Your instructions.
Return the records exactly, with nothing added.
*** Opening of Source information ***
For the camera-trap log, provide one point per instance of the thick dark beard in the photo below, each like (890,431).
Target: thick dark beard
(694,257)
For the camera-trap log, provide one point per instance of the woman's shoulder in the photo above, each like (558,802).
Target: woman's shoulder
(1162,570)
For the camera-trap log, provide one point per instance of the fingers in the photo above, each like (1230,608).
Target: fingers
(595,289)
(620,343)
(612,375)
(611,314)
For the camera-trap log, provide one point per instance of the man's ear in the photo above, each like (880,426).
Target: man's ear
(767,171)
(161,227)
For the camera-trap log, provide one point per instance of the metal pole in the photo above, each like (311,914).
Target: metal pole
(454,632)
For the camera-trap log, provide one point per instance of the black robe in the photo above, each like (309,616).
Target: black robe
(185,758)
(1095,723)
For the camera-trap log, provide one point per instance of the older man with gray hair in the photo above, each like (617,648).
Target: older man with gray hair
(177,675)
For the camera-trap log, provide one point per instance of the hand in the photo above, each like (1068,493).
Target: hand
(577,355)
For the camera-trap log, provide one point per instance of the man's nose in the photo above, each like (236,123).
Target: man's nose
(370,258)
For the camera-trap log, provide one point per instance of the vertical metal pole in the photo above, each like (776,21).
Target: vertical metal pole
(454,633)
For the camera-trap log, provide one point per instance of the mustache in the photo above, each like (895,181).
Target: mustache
*** Close of Source information ***
Solution to the problem.
For the camera-trap log, provide one point per instance of the thick dark beard in the photo below, each like (890,431).
Target: thick dark beard
(694,257)
For the camera-trap log, provide one point per instance of the woman's shoulder in the photo above, each like (558,802).
Target: woman's shoulder
(1162,570)
For the camera-trap log, provide one point per instance of the fingers in the photo above, each like (1230,608).
Target: fingers
(595,289)
(620,343)
(612,375)
(611,314)
For the camera-trap log, provide one point per instance of the man's ear in the photo above, each like (880,426).
Target: man's ear
(767,171)
(161,227)
For the camera-trap log, provide one point per instance of the metal pole in the photo above, each like (311,914).
Target: metal pole
(454,632)
For the camera-trap log, provide one point per instance of the black robe in the photo above, each like (309,616).
Target: black robe
(185,758)
(1095,723)
For the camera-trap log, provide one point per instance of the older man with gray hair in the photo above, each like (617,648).
Target: older man with gray hair
(177,675)
For the camera-trap log, provide one point per instance of the hand in the photo above, each like (1068,493).
Target: hand
(577,355)
For the camera-trap log, provide one point per instance of the man's nose in the photo above, each like (236,123).
Target: man's nose
(370,258)
For the camera-trap log, provide one point per instance of the vertical metal pole in the photo above, each like (776,21).
Target: vertical metal pole
(454,633)
For the camera-trap log, provide one point per instance of the mustache in the photo above, each like (895,181).
Target: mustache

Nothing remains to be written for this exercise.